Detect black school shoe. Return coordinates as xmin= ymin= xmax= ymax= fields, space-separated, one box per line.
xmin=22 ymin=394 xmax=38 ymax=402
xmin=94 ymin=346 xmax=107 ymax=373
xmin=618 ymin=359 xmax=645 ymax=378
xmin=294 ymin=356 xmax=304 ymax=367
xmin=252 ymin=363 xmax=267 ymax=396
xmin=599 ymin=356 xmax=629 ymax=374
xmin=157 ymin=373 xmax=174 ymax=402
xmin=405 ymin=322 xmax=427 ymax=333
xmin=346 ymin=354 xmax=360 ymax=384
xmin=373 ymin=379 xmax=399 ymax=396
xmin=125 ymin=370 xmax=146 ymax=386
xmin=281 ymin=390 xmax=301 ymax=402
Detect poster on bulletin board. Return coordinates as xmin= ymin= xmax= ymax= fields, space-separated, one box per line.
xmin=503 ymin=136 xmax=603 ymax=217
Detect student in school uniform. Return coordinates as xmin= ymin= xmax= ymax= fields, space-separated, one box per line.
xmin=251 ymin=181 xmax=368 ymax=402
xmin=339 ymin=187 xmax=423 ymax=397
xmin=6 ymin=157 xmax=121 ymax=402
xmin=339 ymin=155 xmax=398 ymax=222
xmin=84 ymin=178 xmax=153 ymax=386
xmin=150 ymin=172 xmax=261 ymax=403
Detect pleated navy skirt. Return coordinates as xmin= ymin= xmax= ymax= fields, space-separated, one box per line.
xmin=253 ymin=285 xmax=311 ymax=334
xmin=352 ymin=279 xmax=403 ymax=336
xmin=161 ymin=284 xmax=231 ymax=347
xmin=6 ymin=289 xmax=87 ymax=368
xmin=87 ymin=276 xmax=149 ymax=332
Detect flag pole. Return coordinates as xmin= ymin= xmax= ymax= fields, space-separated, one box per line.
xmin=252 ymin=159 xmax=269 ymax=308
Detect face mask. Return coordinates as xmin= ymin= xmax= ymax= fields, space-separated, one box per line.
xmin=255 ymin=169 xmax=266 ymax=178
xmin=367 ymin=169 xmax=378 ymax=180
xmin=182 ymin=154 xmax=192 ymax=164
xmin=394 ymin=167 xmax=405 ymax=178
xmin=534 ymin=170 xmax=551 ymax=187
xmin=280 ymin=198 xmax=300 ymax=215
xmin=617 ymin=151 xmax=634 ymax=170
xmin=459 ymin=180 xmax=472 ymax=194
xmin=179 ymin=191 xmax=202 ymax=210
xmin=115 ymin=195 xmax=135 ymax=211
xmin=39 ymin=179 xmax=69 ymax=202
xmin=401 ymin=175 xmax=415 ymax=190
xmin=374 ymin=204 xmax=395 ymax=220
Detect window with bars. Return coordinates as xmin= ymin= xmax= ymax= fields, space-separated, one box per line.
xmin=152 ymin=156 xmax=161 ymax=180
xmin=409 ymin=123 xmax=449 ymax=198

────────────────────────────────────────

## Work instructions
Write out the whole listing exactly.

## Response area
Detect black school shoe. Return coordinates as xmin= ymin= xmax= ymax= fields, space-separated, one box per line.
xmin=22 ymin=394 xmax=38 ymax=402
xmin=94 ymin=346 xmax=107 ymax=373
xmin=618 ymin=359 xmax=645 ymax=378
xmin=294 ymin=356 xmax=304 ymax=367
xmin=252 ymin=363 xmax=267 ymax=396
xmin=599 ymin=356 xmax=629 ymax=374
xmin=157 ymin=373 xmax=174 ymax=402
xmin=405 ymin=322 xmax=427 ymax=333
xmin=346 ymin=354 xmax=360 ymax=384
xmin=373 ymin=379 xmax=399 ymax=396
xmin=125 ymin=370 xmax=146 ymax=386
xmin=281 ymin=390 xmax=301 ymax=402
Detect poster on bulletin board. Return coordinates as xmin= ymin= xmax= ymax= fields, space-separated, one box per line.
xmin=503 ymin=136 xmax=603 ymax=217
Detect student in school uniform. Return coordinates as xmin= ymin= xmax= ymax= fields, space-separated, one box per line.
xmin=251 ymin=181 xmax=368 ymax=402
xmin=339 ymin=187 xmax=423 ymax=397
xmin=6 ymin=157 xmax=121 ymax=402
xmin=339 ymin=155 xmax=398 ymax=222
xmin=84 ymin=178 xmax=153 ymax=386
xmin=150 ymin=172 xmax=261 ymax=403
Detect pleated navy skirt. Return coordinates as xmin= ymin= xmax= ymax= fields, space-separated, one box per line.
xmin=253 ymin=285 xmax=311 ymax=334
xmin=352 ymin=279 xmax=403 ymax=336
xmin=161 ymin=284 xmax=231 ymax=347
xmin=6 ymin=289 xmax=87 ymax=368
xmin=87 ymin=276 xmax=149 ymax=332
Detect flag pole. Return coordinates as xmin= ymin= xmax= ymax= fields, space-separated, one box per line.
xmin=252 ymin=159 xmax=269 ymax=308
Detect face mask. Return coordinates as xmin= ymin= xmax= ymax= fields, space-separated, one box per line.
xmin=255 ymin=169 xmax=266 ymax=178
xmin=367 ymin=169 xmax=378 ymax=180
xmin=182 ymin=154 xmax=192 ymax=164
xmin=394 ymin=167 xmax=405 ymax=178
xmin=534 ymin=170 xmax=551 ymax=187
xmin=280 ymin=198 xmax=300 ymax=215
xmin=617 ymin=151 xmax=634 ymax=170
xmin=459 ymin=180 xmax=472 ymax=194
xmin=179 ymin=191 xmax=202 ymax=210
xmin=115 ymin=195 xmax=135 ymax=211
xmin=39 ymin=179 xmax=69 ymax=202
xmin=401 ymin=175 xmax=415 ymax=190
xmin=374 ymin=204 xmax=395 ymax=220
Detect window with bars. Return coordinates as xmin= ymin= xmax= ymax= fields, space-separated, one box per line.
xmin=152 ymin=156 xmax=161 ymax=180
xmin=409 ymin=123 xmax=449 ymax=198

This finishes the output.